• _Set exercise_:
Turn the stretch from the start of the records through the line containing "M76 71L81 72L81" into a numbered list, leaving out any blank lines.

□ □ □ □

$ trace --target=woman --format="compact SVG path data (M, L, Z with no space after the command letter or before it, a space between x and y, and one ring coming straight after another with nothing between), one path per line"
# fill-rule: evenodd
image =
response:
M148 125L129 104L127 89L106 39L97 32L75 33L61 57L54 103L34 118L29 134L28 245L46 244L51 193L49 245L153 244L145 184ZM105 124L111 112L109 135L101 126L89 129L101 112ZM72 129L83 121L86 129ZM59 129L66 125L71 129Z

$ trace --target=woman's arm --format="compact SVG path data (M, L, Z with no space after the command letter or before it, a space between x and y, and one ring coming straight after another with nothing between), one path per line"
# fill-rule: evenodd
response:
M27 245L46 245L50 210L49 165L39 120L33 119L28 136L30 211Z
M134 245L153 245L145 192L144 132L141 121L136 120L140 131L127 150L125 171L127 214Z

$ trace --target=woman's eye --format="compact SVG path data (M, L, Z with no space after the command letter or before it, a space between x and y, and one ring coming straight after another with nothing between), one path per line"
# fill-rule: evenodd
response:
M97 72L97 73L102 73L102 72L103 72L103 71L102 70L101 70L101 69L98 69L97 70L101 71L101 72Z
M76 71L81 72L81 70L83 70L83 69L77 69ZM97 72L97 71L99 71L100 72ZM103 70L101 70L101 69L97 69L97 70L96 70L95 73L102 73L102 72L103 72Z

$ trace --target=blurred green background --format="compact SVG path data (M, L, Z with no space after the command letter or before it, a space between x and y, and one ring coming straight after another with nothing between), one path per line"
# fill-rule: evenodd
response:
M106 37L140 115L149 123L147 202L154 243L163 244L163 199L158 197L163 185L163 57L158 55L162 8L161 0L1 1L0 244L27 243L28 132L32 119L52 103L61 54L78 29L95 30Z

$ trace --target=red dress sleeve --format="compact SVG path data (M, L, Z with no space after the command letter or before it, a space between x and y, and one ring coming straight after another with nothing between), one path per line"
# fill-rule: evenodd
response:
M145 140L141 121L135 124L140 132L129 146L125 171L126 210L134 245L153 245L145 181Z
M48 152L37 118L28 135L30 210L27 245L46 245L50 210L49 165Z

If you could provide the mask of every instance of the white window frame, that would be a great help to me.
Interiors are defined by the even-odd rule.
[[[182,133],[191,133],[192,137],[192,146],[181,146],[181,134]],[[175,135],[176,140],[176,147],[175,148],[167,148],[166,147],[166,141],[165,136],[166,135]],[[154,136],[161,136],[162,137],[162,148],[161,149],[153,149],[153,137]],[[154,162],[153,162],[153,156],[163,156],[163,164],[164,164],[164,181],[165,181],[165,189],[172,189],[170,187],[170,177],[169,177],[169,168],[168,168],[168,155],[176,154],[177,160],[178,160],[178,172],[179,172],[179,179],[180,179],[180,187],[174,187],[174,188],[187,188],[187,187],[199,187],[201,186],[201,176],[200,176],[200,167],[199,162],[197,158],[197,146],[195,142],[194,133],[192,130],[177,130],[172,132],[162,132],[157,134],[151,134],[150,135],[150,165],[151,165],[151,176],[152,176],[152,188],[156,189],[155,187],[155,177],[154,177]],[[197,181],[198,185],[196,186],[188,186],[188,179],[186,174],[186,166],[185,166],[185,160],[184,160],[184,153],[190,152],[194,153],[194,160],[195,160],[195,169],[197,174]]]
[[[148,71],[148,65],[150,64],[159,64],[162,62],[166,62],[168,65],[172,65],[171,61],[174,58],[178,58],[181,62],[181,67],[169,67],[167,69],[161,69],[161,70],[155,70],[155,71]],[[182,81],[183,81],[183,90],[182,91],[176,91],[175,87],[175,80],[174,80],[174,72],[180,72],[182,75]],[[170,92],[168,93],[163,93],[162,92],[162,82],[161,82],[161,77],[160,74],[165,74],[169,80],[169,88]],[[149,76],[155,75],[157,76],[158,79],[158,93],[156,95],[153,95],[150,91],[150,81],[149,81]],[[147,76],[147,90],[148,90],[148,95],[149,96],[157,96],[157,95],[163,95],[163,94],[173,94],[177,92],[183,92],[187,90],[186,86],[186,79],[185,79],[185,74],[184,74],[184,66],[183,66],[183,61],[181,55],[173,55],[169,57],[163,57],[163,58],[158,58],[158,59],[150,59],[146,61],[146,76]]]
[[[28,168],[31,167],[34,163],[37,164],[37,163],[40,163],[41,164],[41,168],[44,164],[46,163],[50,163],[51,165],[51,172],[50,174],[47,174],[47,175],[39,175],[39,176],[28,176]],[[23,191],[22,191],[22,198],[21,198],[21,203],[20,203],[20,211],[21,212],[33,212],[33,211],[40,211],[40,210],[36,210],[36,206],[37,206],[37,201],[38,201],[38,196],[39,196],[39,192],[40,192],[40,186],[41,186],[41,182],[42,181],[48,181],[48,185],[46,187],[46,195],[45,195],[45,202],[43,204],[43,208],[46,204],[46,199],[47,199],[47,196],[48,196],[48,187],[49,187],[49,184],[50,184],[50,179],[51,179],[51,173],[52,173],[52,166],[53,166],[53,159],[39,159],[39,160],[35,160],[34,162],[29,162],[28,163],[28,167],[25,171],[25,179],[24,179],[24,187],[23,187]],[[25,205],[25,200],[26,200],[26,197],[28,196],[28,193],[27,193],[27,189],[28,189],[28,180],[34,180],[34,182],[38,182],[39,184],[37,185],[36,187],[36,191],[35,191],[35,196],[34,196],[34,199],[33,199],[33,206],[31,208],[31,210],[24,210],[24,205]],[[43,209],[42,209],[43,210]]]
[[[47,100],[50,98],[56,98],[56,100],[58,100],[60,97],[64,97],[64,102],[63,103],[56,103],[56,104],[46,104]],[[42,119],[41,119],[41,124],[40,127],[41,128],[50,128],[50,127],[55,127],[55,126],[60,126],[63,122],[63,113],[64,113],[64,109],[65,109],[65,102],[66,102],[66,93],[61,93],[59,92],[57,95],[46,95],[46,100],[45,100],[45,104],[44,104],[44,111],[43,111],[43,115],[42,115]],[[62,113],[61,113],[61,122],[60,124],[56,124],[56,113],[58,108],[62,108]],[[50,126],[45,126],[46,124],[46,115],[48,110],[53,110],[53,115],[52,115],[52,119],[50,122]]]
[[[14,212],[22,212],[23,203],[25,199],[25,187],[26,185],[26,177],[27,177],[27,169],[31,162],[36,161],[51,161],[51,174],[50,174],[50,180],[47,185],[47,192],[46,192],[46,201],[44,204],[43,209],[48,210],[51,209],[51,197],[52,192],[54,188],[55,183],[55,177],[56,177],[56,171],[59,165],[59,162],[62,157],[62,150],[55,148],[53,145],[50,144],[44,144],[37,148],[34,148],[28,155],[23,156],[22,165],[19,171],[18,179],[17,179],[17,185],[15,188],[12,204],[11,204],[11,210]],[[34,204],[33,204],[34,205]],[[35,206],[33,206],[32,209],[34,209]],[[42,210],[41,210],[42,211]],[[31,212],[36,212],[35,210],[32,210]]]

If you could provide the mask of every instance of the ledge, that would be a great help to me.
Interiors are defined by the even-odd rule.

□ □ □ □

• _Final result_:
1. $ trace --target=woman --format="compact SVG path data (M, L, Z with no space after the command letter or before it, a space between x and y, and one ring coming straight after another with nothing between), one path per line"
2. # fill-rule: evenodd
3. image =
4. response:
5. M148 125L129 104L127 89L106 39L97 32L75 33L61 57L54 103L34 118L29 134L28 245L46 244L51 193L49 245L153 244L145 184ZM105 124L111 112L109 135L101 126L89 129L101 112ZM72 129L83 121L86 129ZM59 129L66 125L71 129Z
6. $ trace --target=woman's arm --format="compact SVG path data (M, L, Z with no space after the command letter or before it, a space between x and y, and one ring coming straight after another with nothing between), one path per line"
7. # fill-rule: evenodd
8. response:
9. M27 245L46 245L50 210L49 165L39 120L33 119L28 136L30 211Z
10. M134 245L153 245L145 192L144 132L141 121L136 120L140 131L127 150L125 171L127 214Z
11. $ trace --target=woman's eye --format="compact SVG path data (M, L, Z with no space after the command letter or before it, a space between x and y, and one ring coming straight after another with nothing between), one path per line"
12. # fill-rule: evenodd
13. response:
14. M97 72L97 73L102 73L102 72L103 72L103 71L102 70L101 70L101 69L98 69L97 70L101 71L101 72Z
15. M76 71L81 72L81 70L83 70L83 69L77 69ZM97 72L97 71L99 71L100 72ZM103 70L101 70L101 69L97 69L97 70L96 70L95 73L102 73L102 72L103 72Z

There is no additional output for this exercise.